§ **A block of data**:
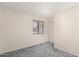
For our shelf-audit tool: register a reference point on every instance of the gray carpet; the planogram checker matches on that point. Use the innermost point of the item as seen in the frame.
(41, 50)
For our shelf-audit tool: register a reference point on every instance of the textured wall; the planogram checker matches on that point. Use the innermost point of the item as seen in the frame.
(66, 30)
(16, 30)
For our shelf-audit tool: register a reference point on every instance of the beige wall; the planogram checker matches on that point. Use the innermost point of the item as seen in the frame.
(51, 31)
(66, 30)
(16, 30)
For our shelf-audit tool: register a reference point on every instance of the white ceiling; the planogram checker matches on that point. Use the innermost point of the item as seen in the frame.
(46, 9)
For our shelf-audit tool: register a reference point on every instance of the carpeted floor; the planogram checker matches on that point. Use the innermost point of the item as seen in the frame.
(41, 50)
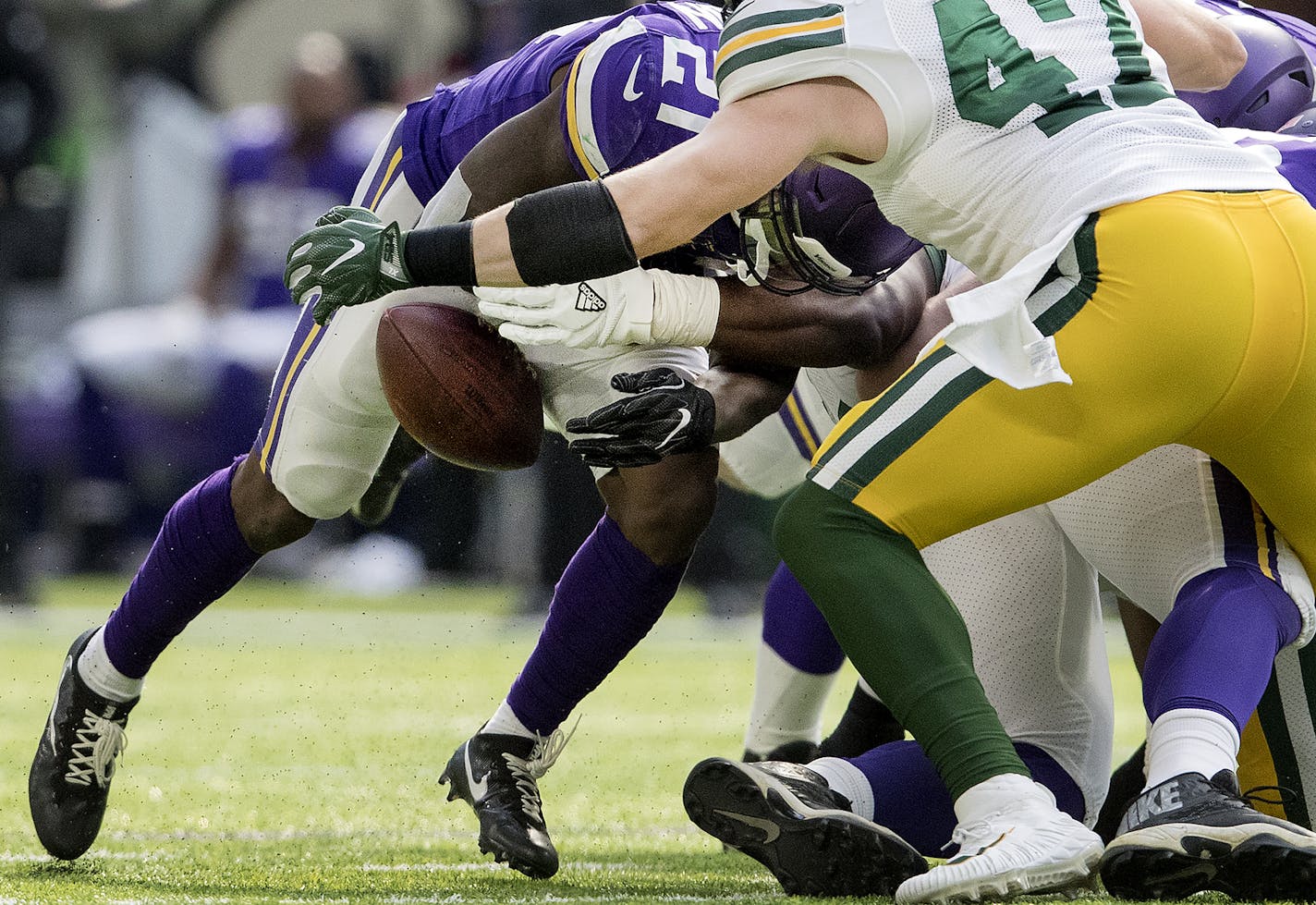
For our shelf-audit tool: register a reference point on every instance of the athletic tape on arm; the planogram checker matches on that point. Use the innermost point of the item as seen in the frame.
(568, 233)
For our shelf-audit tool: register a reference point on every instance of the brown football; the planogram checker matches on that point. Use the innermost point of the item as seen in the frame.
(459, 388)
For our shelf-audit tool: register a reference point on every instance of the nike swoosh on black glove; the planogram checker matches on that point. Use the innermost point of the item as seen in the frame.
(666, 414)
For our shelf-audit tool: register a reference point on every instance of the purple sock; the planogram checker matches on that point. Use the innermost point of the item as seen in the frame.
(909, 798)
(1231, 616)
(608, 597)
(196, 558)
(795, 629)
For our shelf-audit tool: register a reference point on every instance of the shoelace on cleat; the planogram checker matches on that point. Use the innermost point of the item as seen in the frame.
(528, 770)
(92, 755)
(1285, 796)
(978, 836)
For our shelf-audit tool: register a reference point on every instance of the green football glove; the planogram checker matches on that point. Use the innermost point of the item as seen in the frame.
(349, 258)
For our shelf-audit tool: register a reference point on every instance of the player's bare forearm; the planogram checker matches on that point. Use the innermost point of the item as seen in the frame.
(815, 329)
(1200, 53)
(525, 154)
(744, 395)
(664, 202)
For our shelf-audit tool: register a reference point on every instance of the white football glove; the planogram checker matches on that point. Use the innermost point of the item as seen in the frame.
(614, 311)
(637, 307)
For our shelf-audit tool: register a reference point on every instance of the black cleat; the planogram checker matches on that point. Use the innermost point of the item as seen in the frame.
(1191, 834)
(376, 504)
(786, 817)
(496, 777)
(1126, 787)
(75, 762)
(800, 752)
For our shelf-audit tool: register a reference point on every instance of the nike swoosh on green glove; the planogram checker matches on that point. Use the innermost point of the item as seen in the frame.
(349, 258)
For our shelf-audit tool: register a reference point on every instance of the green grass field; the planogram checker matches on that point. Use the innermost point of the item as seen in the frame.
(288, 746)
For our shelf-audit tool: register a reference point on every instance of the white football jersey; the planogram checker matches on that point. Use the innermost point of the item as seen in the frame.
(1008, 120)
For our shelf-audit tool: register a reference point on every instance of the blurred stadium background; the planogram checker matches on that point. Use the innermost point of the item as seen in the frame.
(117, 116)
(299, 764)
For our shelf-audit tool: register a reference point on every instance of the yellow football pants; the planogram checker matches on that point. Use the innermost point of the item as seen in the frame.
(1186, 317)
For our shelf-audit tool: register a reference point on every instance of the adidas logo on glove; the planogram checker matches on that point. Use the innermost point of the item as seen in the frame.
(590, 300)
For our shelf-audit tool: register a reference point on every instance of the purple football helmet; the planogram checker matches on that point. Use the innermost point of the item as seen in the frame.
(1273, 86)
(1303, 124)
(824, 226)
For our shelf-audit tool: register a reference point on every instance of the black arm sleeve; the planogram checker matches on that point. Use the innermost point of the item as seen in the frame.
(568, 233)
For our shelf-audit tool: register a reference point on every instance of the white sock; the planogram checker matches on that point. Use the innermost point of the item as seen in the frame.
(1190, 740)
(998, 793)
(849, 780)
(506, 722)
(102, 677)
(787, 703)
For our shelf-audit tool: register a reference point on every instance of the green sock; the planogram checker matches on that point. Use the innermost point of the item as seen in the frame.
(899, 629)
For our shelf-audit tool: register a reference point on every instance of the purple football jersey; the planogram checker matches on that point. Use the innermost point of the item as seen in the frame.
(1294, 157)
(279, 195)
(640, 83)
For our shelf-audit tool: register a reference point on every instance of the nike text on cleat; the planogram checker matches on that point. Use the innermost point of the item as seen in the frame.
(496, 777)
(786, 817)
(357, 248)
(70, 777)
(799, 752)
(1028, 846)
(1190, 834)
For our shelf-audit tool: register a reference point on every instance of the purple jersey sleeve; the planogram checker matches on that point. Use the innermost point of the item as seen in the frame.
(278, 193)
(639, 90)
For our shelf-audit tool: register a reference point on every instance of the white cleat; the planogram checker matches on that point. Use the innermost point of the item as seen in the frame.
(1026, 846)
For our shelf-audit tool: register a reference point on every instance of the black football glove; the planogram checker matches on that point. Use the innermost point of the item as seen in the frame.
(667, 414)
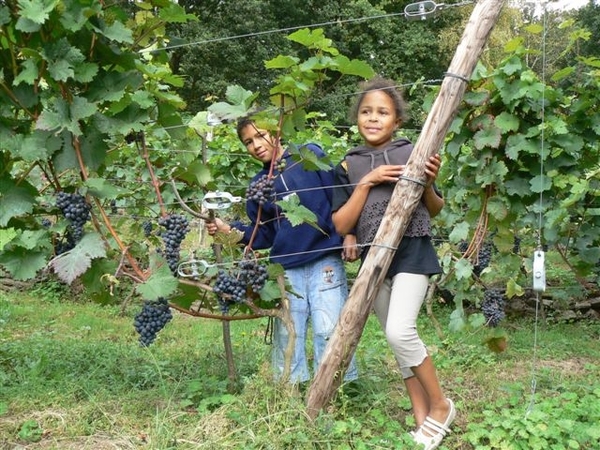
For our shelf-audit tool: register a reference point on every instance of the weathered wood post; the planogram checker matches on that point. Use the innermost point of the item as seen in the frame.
(404, 200)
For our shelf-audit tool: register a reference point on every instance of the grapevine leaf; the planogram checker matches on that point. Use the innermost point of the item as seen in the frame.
(497, 208)
(174, 13)
(22, 265)
(85, 72)
(488, 137)
(460, 232)
(143, 98)
(93, 147)
(517, 143)
(275, 270)
(506, 122)
(78, 260)
(112, 86)
(474, 98)
(185, 296)
(99, 187)
(27, 25)
(15, 200)
(540, 183)
(28, 74)
(282, 62)
(38, 11)
(56, 118)
(477, 320)
(464, 269)
(118, 32)
(62, 58)
(226, 111)
(296, 213)
(74, 16)
(196, 172)
(457, 320)
(81, 108)
(240, 96)
(314, 39)
(161, 282)
(355, 67)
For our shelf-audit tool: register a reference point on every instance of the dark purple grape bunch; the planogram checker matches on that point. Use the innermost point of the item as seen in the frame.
(484, 256)
(176, 228)
(233, 287)
(76, 210)
(492, 307)
(229, 289)
(261, 190)
(151, 319)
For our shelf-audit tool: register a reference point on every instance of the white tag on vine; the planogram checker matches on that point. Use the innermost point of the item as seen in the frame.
(539, 271)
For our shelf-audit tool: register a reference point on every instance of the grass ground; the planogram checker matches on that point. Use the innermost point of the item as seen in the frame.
(72, 376)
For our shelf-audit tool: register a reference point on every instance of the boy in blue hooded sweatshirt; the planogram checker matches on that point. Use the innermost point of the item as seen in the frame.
(313, 258)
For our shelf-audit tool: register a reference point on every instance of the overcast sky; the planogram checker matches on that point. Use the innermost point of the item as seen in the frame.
(568, 4)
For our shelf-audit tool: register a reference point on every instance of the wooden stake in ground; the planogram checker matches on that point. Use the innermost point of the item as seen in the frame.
(403, 202)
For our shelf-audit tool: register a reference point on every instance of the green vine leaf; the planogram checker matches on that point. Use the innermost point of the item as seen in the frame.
(507, 122)
(23, 265)
(282, 62)
(488, 137)
(355, 67)
(464, 269)
(540, 183)
(314, 40)
(29, 73)
(460, 232)
(15, 200)
(161, 282)
(100, 188)
(118, 32)
(70, 265)
(296, 213)
(457, 320)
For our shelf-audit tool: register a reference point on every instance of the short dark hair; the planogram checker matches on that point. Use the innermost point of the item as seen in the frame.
(381, 84)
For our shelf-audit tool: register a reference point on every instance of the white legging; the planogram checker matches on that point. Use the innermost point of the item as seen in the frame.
(397, 306)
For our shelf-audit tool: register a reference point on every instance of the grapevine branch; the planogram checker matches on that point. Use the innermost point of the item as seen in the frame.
(155, 182)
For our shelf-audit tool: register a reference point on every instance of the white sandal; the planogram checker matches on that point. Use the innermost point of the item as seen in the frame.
(432, 432)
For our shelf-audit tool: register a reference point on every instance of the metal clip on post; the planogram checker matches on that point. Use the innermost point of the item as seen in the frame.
(539, 271)
(420, 10)
(219, 200)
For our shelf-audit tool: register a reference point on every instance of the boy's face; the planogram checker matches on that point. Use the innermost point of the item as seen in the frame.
(259, 143)
(377, 119)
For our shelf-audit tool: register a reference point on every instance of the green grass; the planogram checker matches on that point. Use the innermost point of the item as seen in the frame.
(72, 376)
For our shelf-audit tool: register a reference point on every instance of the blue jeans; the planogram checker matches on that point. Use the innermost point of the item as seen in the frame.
(319, 290)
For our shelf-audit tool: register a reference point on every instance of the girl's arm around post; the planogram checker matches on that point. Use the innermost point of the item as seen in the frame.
(433, 202)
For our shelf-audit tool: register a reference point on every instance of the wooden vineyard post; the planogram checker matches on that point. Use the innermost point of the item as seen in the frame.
(403, 202)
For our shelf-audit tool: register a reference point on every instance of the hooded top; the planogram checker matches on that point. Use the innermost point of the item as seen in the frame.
(293, 246)
(361, 160)
(415, 253)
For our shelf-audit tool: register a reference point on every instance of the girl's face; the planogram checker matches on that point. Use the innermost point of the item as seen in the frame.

§ **Your task**:
Turn the entries into a two-column CSV with the headers entry_text and answer, one row per entry, where the entry's text and its answer each go in a single quoted field with line breaks replaced by spaces. Start at the line that contains "of the blurred" and stop after the line that contains "(1186, 317)".

§ **In response**:
entry_text,answer
"For our shelf-audit tool: register a reference point on every instance of the blurred stadium background; the planogram checker matches on that point. Use the innermost point of the item as seen in the frame.","(117, 116) (299, 764)"
"For our shelf-audit tool: register a reference point on every instance of the yellow football pants; the planogram checker matches on that point. Use the innermost point of the item as seen in the frame.","(1186, 317)"